#### Extracted text

3. Permission was granted by Judge Simpson on the basis that the Judge had not given sufficient weight to the Sponsor's circumstances in assessing proportionality having regard to the Sponsor's caring for her parents, being a new mother and the finding that she could not be expected to live in India.
4. In response the Secretary of State submitted that the Judge had directed himself appropriately, the findings made at paragraphs 28 and 29 were open to the Judge and the evidence in the witness statements referred to the potential future position. Section 55 was considered at paragraph 33 and that was appropriate with the reasons given.
5. The submissions are set out in full in the Record of Proceedings. It was accepted that the case had always been outside the Immigration Rules. The Sponsor could not meet the financial rules. There was reference to the parents' health and it was submitted that there had not been an adequate assessment of the child's best interests. It had been accepted that family life could not continue in India. When looking at separation welfare had to be considered. This was not a case of a near-miss and paragraph 33 did not amount to an assessment of the child's needs.
6. For the Home Office it was submitted that states have a wide margin of appreciation and this was a case involving entry clearance, not a case where the Appellant was already in the UK. With regard to the child something compelling beyond a simple best interests finding, such as disability, would be needed. Reference was made to SS (Congo). The evidence of the Sponsor in her witness statement was that when qualified she would earn enough, the evidence was that she was nearly there and there was no suggestion of stress.

########

▸ **Set problem**: Carry on the immigration appeal decision above, starting right after its last sentence.

#### Provided information

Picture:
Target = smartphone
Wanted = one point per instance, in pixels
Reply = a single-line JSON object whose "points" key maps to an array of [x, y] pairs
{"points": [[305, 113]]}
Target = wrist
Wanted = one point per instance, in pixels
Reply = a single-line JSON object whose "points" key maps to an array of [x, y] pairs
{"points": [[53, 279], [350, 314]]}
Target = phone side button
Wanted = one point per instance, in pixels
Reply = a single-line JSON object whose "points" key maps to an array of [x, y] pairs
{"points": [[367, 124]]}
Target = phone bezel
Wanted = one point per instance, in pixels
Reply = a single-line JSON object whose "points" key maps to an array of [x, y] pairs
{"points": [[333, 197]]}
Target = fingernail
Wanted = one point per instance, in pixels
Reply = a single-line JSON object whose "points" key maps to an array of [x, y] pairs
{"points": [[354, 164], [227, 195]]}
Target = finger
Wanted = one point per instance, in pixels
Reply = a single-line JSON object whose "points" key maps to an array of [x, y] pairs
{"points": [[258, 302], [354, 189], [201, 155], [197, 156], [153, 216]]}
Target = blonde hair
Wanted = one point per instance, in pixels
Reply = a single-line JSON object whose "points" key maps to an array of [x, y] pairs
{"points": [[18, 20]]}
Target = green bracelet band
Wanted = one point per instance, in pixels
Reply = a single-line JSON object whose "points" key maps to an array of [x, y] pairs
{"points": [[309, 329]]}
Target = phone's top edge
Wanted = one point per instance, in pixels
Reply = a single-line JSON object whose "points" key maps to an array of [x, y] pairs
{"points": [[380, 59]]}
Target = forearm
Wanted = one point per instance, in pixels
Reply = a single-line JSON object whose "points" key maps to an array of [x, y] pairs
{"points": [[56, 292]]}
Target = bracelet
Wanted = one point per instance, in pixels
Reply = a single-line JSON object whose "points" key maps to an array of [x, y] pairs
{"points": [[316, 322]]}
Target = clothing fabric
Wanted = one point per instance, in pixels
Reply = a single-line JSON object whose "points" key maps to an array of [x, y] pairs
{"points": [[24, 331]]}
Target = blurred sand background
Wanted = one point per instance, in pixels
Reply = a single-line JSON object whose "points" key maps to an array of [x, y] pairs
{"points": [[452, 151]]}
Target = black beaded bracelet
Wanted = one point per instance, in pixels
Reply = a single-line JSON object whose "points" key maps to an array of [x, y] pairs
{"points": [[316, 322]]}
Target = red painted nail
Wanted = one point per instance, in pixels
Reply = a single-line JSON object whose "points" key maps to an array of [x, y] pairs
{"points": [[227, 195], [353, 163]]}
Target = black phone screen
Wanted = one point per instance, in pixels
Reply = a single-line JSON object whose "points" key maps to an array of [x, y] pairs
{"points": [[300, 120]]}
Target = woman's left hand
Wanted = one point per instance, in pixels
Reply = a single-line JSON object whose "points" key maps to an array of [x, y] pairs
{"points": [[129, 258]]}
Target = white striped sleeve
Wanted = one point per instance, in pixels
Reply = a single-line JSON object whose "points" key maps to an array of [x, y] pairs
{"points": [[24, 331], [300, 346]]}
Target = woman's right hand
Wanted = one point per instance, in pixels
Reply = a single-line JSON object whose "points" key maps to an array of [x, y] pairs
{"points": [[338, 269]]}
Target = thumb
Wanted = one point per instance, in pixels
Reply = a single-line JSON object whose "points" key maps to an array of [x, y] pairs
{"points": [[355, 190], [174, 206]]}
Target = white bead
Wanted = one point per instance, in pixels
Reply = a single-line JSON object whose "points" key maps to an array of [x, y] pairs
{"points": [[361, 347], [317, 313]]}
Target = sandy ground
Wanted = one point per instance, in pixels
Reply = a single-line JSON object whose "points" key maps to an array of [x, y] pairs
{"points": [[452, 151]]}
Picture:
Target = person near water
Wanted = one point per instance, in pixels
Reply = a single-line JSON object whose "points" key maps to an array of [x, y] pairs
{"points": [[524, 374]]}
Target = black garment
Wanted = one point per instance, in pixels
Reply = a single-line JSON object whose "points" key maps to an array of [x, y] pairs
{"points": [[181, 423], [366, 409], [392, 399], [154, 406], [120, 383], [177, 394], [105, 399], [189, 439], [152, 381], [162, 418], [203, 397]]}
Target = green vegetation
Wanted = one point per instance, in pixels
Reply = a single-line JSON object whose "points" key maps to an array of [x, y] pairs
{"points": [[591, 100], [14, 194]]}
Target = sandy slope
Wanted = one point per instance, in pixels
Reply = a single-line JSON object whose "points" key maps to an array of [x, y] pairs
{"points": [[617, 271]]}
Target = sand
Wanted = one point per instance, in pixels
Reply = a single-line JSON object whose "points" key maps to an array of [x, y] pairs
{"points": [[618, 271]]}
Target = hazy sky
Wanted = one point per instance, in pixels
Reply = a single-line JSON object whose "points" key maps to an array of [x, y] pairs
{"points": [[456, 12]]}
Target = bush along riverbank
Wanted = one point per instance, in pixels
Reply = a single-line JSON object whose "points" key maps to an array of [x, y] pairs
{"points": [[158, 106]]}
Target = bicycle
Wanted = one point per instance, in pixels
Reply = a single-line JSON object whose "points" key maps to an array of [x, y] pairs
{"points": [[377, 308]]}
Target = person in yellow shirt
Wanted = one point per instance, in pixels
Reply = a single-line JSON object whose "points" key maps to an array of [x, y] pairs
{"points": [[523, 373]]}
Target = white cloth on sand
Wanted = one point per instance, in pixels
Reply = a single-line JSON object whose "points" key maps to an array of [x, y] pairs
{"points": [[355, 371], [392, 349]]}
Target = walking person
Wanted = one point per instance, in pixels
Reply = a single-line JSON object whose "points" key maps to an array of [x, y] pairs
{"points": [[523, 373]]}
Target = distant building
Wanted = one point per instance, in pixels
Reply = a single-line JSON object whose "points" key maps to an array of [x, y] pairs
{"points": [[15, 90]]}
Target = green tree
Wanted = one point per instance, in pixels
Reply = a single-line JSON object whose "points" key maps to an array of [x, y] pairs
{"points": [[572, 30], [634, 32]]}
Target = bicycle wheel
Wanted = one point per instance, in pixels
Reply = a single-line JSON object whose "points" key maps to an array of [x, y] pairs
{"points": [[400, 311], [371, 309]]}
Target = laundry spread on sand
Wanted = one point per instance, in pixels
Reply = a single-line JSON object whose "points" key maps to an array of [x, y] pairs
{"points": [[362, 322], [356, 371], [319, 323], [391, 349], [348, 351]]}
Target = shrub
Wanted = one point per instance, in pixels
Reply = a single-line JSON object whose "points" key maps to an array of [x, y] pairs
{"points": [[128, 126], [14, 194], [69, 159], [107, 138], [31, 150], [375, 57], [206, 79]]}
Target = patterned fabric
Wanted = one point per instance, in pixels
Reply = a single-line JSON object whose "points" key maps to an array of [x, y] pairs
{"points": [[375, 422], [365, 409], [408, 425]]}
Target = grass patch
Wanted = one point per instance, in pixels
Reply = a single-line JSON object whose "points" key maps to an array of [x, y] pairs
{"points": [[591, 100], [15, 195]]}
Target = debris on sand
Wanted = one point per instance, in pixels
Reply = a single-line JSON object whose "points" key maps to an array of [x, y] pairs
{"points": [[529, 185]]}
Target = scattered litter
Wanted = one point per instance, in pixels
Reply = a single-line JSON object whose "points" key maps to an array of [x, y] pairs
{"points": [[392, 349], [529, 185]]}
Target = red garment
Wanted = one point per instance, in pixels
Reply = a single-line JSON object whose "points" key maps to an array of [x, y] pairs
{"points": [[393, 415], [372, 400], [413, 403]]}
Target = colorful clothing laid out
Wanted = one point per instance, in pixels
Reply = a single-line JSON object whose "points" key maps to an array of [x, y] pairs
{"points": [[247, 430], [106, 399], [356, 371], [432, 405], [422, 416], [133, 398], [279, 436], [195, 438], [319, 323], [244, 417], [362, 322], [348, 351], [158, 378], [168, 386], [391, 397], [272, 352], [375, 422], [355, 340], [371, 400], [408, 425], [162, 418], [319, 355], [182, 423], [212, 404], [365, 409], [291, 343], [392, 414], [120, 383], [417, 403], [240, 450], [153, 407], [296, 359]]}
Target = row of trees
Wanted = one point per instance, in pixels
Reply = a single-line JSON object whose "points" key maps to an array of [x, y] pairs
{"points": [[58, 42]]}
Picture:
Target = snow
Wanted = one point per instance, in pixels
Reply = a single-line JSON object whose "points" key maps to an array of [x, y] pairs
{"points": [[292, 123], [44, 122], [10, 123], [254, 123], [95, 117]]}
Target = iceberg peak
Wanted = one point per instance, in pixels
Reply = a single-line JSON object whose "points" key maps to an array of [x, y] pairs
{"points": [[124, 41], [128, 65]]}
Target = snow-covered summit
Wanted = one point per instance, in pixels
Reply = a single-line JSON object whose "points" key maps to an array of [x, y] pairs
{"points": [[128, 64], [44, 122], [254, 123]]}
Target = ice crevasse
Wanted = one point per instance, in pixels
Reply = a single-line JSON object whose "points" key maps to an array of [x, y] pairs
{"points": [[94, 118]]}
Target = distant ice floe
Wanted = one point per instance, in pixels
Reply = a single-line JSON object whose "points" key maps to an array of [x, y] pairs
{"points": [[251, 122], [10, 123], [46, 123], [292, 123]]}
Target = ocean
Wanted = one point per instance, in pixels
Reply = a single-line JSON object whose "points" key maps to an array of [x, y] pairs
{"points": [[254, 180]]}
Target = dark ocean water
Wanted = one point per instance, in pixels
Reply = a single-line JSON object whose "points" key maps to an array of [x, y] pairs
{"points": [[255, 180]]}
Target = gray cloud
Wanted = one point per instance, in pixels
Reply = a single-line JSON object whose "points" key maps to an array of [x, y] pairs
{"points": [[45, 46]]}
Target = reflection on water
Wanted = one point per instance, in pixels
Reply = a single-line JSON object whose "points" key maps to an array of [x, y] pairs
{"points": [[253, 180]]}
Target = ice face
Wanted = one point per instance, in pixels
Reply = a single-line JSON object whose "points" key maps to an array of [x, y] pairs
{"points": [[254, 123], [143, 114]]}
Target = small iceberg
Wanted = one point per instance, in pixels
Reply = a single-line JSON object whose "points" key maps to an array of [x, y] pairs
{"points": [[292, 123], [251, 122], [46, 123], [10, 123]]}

########

▸ **Answer**:
7. The Appellant and Sponsor chose to have a child in their current circumstances and so cannot complain that the situation they have created is the cause of some difficulties. It was entirely foreseeable that with the Sponsor living in the UK without the Appellant life would be more difficult than otherwise. The Judge noted that whatever the health of the Sponsor's parents that did not prevent her from studying and working and they are entitled to treatment under the NHS.
8. States are not obliged to accept without qualification the preferred location of a married couple and is entitled to set requirements for the entry of non-nationals for immigration purposes. It is clear from the case of MM that the financial requirements of Appendix FM have been a challenge for many and the fact of having a child in circumstances where the rules are not met does not by itself provide a couple with a by-pass to the Immigration Rules that apply to them.
9. The Judge clearly had the Sponsor's parents' health in mind, evidence relating to their circumstances is set out in paragraph 21. As the Judge noted their circumstances did not prevent the Sponsor from working, studying or travelling to India to visit the Appellant. Paragraph 33 was based on the evidence. It is trite to say that it is in the best interests of a child to be brought up in a family with both parents but it does not follow that a parent has to be permitted to enter or remain in the UK, states are entitled to set requirements for the entry of non-nationals in for individuals in this situation the rules have been upheld in MM. Miss Bhachu did not point to any specific evidence that the Judge had overlooked or ignored that suggested that the exclusion of her father was disproportionate.
10. The Appellant's case effectively comes down to a submission that having a child in circumstances where the financial requirements are not met is sufficient for a Judge to find that a refusal of entry clearance is almost automatically disproportionate. That life would be easier for all concerned if the Appellant was to be permitted to enter the UK is hardly a startling conclusion but his exclusion under the Immigration Rules cannot be avoided.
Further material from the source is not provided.